WORK TO BE COMPLETED: Gather every line of the records below that contains the string "evergreen", and copy each one in full.

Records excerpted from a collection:
* START *
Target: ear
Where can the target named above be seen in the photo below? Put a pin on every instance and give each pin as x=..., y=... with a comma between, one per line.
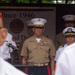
x=43, y=29
x=3, y=34
x=33, y=29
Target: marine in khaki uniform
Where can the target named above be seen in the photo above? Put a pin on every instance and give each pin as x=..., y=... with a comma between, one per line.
x=69, y=22
x=38, y=50
x=5, y=67
x=69, y=34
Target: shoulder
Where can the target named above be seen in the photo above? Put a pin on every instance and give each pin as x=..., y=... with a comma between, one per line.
x=47, y=39
x=60, y=48
x=70, y=47
x=29, y=39
x=59, y=35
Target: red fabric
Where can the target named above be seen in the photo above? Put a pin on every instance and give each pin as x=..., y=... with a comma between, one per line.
x=54, y=67
x=49, y=71
x=26, y=70
x=1, y=15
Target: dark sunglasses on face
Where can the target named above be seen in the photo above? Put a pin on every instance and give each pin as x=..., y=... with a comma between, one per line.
x=39, y=27
x=69, y=36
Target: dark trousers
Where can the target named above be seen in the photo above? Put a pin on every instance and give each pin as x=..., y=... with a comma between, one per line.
x=43, y=70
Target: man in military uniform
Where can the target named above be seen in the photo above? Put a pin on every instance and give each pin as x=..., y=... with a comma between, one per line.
x=38, y=50
x=69, y=34
x=59, y=38
x=30, y=26
x=5, y=67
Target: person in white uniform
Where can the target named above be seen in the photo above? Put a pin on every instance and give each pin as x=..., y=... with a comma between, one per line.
x=5, y=51
x=5, y=67
x=69, y=33
x=66, y=62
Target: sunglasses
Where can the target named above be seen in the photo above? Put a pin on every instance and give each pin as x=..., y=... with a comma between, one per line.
x=69, y=36
x=39, y=27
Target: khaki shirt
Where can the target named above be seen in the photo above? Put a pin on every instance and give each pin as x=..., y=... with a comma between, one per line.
x=59, y=40
x=38, y=52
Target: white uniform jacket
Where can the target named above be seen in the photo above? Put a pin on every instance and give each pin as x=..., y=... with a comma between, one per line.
x=8, y=69
x=66, y=62
x=59, y=51
x=5, y=50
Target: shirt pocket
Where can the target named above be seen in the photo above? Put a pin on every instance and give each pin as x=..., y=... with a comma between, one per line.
x=32, y=47
x=46, y=48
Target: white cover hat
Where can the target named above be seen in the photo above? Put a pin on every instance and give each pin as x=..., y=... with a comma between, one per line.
x=39, y=22
x=69, y=31
x=69, y=17
x=29, y=24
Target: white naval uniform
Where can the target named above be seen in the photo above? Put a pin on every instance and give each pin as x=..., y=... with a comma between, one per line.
x=8, y=69
x=5, y=50
x=66, y=62
x=59, y=51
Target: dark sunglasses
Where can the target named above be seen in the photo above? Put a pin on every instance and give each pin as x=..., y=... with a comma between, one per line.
x=39, y=27
x=68, y=36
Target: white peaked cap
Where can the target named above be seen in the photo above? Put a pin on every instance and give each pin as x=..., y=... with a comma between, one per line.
x=1, y=20
x=69, y=17
x=29, y=23
x=69, y=30
x=38, y=21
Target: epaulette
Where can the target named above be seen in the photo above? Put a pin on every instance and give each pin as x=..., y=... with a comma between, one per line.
x=60, y=46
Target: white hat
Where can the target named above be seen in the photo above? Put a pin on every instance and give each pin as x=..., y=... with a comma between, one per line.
x=69, y=31
x=38, y=22
x=69, y=17
x=29, y=24
x=1, y=20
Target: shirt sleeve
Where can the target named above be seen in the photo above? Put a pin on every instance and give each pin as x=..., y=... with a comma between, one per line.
x=24, y=49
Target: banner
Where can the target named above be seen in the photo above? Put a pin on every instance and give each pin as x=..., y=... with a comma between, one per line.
x=15, y=21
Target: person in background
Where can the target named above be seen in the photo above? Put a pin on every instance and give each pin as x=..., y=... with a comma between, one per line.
x=30, y=27
x=69, y=34
x=59, y=39
x=5, y=51
x=38, y=51
x=5, y=67
x=66, y=63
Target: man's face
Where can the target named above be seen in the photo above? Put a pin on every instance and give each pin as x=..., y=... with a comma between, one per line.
x=38, y=31
x=30, y=31
x=69, y=24
x=70, y=39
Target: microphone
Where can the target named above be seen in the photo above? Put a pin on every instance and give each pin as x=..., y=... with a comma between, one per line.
x=12, y=46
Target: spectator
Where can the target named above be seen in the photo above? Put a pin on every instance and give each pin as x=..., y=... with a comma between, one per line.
x=59, y=38
x=38, y=50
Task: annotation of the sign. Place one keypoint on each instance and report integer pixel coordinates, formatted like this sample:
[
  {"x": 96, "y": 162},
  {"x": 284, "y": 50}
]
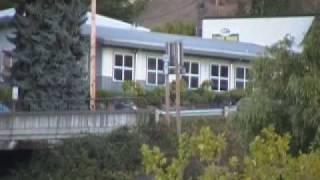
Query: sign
[
  {"x": 225, "y": 31},
  {"x": 15, "y": 93},
  {"x": 175, "y": 54}
]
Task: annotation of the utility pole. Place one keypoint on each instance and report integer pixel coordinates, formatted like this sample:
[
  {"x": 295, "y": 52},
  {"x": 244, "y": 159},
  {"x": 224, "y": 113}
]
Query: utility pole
[
  {"x": 93, "y": 56},
  {"x": 179, "y": 59},
  {"x": 167, "y": 60},
  {"x": 201, "y": 13}
]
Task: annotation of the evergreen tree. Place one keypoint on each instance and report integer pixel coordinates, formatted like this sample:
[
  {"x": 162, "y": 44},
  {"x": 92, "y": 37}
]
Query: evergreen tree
[
  {"x": 270, "y": 8},
  {"x": 50, "y": 54}
]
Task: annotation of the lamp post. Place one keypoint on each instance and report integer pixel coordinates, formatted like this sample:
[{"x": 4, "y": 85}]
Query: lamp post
[{"x": 93, "y": 56}]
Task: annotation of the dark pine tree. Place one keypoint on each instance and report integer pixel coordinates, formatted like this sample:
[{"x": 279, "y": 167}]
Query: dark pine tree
[{"x": 50, "y": 54}]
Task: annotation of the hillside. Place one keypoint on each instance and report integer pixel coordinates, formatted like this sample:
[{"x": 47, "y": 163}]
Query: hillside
[{"x": 160, "y": 12}]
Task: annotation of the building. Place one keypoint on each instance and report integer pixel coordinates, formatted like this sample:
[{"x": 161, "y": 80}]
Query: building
[
  {"x": 5, "y": 29},
  {"x": 138, "y": 56},
  {"x": 264, "y": 31}
]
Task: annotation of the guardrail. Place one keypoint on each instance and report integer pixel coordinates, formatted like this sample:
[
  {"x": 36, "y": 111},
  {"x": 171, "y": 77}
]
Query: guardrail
[
  {"x": 199, "y": 112},
  {"x": 33, "y": 126}
]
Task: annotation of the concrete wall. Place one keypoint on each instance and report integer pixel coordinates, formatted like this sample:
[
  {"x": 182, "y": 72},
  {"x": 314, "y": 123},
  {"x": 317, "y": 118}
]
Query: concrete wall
[
  {"x": 262, "y": 31},
  {"x": 106, "y": 82},
  {"x": 61, "y": 125},
  {"x": 4, "y": 45}
]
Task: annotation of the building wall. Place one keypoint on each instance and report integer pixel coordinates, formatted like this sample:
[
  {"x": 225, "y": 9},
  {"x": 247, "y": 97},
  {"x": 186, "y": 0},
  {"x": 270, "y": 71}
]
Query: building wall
[
  {"x": 4, "y": 45},
  {"x": 107, "y": 82},
  {"x": 262, "y": 31}
]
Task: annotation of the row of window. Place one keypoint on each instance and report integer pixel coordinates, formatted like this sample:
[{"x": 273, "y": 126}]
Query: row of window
[{"x": 219, "y": 75}]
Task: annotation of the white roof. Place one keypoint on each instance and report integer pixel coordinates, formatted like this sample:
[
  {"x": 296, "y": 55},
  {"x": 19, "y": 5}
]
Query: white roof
[
  {"x": 264, "y": 31},
  {"x": 102, "y": 21}
]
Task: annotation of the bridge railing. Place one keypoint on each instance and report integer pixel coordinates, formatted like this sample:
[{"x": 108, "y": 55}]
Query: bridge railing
[
  {"x": 65, "y": 105},
  {"x": 52, "y": 125}
]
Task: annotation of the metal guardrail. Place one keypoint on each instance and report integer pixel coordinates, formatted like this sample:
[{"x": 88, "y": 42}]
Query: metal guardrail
[
  {"x": 37, "y": 126},
  {"x": 64, "y": 105},
  {"x": 200, "y": 112}
]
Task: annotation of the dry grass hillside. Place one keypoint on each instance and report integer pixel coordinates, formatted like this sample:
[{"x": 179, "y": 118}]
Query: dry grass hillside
[{"x": 159, "y": 12}]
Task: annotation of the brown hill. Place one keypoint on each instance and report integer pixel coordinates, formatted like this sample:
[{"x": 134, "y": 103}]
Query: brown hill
[{"x": 159, "y": 12}]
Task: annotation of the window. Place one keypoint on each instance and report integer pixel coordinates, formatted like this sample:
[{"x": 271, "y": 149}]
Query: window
[
  {"x": 242, "y": 77},
  {"x": 219, "y": 77},
  {"x": 192, "y": 73},
  {"x": 217, "y": 37},
  {"x": 231, "y": 37},
  {"x": 155, "y": 71},
  {"x": 123, "y": 68}
]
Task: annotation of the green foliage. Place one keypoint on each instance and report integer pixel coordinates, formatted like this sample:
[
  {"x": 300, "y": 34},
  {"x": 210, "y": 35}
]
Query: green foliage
[
  {"x": 50, "y": 53},
  {"x": 114, "y": 156},
  {"x": 205, "y": 145},
  {"x": 270, "y": 8},
  {"x": 285, "y": 93},
  {"x": 183, "y": 28},
  {"x": 132, "y": 89},
  {"x": 268, "y": 159},
  {"x": 183, "y": 90},
  {"x": 155, "y": 97}
]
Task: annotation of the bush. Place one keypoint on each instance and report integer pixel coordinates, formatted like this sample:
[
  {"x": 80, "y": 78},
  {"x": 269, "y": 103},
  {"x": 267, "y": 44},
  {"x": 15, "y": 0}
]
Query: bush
[
  {"x": 155, "y": 97},
  {"x": 114, "y": 156},
  {"x": 132, "y": 89},
  {"x": 183, "y": 90}
]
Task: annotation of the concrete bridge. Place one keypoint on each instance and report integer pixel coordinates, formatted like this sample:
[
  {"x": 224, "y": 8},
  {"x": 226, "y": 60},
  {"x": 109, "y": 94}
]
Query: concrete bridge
[{"x": 49, "y": 127}]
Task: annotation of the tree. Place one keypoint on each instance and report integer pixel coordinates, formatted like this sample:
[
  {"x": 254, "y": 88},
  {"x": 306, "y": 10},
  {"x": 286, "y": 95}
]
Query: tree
[
  {"x": 183, "y": 28},
  {"x": 268, "y": 158},
  {"x": 267, "y": 7},
  {"x": 285, "y": 93},
  {"x": 50, "y": 54},
  {"x": 6, "y": 4}
]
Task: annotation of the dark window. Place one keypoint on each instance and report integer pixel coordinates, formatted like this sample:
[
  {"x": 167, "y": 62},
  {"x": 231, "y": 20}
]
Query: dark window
[
  {"x": 186, "y": 80},
  {"x": 187, "y": 67},
  {"x": 151, "y": 78},
  {"x": 240, "y": 73},
  {"x": 152, "y": 64},
  {"x": 128, "y": 61},
  {"x": 161, "y": 79},
  {"x": 194, "y": 68},
  {"x": 160, "y": 65},
  {"x": 215, "y": 84},
  {"x": 239, "y": 85},
  {"x": 118, "y": 74},
  {"x": 128, "y": 75},
  {"x": 224, "y": 71},
  {"x": 214, "y": 70},
  {"x": 223, "y": 85},
  {"x": 118, "y": 60},
  {"x": 194, "y": 82},
  {"x": 248, "y": 74}
]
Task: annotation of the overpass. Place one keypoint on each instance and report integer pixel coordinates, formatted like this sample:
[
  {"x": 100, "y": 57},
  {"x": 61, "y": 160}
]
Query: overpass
[{"x": 21, "y": 127}]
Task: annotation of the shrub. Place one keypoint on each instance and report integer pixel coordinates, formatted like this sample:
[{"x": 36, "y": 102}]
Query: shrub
[
  {"x": 133, "y": 89},
  {"x": 155, "y": 97},
  {"x": 113, "y": 156},
  {"x": 183, "y": 90}
]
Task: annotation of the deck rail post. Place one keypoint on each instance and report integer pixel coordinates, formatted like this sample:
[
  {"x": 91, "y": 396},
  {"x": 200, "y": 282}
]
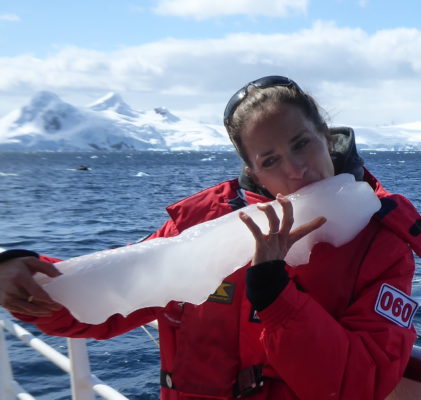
* END *
SOLUTION TO THIS TASK:
Task: annotation of the evergreen tree. Place one keypoint on each instance and report integer pixel coordinates, formatted like this sample:
Query: evergreen tree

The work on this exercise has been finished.